List every title or name in the article on using made-up stories to solve problems that is phrased as a question.

◆ SOURCE DOCUMENT ◆
* begin *

Gathering all the facts is the first step to solving a problem, however as I stated last time: Don’t stop there (See: How Could It Go Right?). For any goal or desired outcome that hasn’t yet come to fruition, balance your pragmatic side with a healthy dose of fiction. If something you’re after feels too big to be real or simply unlikely, make up a story about how it could happen. The story might be a little “out there” or could actually feel plausible to you. All that matters is that you make it up.

What's the Point?

This fiction writing exercise is part of the Now What?® program1 and initially, people often say it feels foreign. After all, the last time you were instructed to write a fictitious story may have been in sixth grade. Yet engaging your imagination in this way can be a short cut to solving problems and to noticing opportunities that have previously been disguised.

When Anita, an IT professional, realized she needed to work in a less stressful environment, she wrote a one paragraph story about being invited to teach children dance at the studio where she took classes once a week. Interestingly, that is exactly what happened and Anita did teach at that very studio for a few months before accepting a new job within her field with a different company.

The reason for writing fiction isn't necessarily to have the scenario happen literally, but very often the story will underscore something for you, bringing some information to the surface about what you desire or informing you of a new approach to take.

Just today as I sat down to write this article, I was thinking about a well-known figure whom I'd love to meet and maybe even do business with. I imagined a conversation with him and in this case my fiction was spoken out loud, as if I were talking to him on the phone. (Any of you who know me personally will have no problem picturing me talking to myself in my office.) When my overactive imagination was done, the result was this: I decided to write a letter to him. My fictitious phone call inspired a specific action.

Whether your made-up story happens in real life or not, it can open you to possibility.

* end *

Excerpts of pointing data:
* begin *

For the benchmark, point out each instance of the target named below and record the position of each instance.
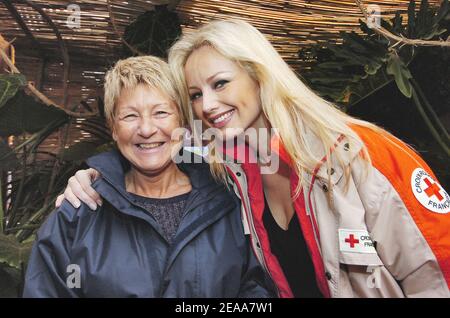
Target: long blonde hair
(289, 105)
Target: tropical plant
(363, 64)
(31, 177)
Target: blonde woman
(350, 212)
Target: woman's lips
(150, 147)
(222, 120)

* end *
* begin *

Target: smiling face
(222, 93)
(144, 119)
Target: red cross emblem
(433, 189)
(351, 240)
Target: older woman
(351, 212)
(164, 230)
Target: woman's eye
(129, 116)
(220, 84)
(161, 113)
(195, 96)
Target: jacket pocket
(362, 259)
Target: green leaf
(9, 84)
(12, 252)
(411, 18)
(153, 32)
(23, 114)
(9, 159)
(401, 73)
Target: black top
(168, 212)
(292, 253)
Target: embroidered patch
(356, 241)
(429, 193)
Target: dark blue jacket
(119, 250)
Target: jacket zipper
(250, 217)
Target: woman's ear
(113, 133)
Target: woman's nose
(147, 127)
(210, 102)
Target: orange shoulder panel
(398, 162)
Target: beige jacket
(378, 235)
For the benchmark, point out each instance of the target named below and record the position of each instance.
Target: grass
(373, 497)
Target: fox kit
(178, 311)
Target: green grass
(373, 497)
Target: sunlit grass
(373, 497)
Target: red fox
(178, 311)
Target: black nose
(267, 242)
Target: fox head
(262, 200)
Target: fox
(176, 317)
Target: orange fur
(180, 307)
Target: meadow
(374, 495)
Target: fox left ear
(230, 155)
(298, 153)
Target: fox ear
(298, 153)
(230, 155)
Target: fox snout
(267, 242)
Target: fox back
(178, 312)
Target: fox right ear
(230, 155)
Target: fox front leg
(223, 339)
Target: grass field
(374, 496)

* end *
* begin *

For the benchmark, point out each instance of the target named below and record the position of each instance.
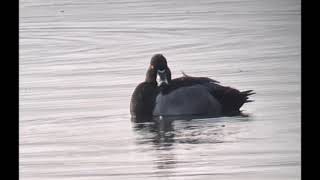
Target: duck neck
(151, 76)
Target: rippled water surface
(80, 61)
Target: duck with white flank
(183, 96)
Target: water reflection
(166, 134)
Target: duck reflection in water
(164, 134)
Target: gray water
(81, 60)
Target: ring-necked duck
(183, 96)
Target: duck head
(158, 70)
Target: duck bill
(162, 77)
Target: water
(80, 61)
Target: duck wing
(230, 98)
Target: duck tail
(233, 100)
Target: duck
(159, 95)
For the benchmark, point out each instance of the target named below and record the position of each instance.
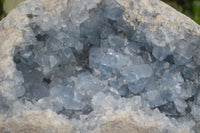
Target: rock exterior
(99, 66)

* end *

◆ EXERCISE RESPONSE ◆
How Could It Go Right?
What's the Point?
Now What?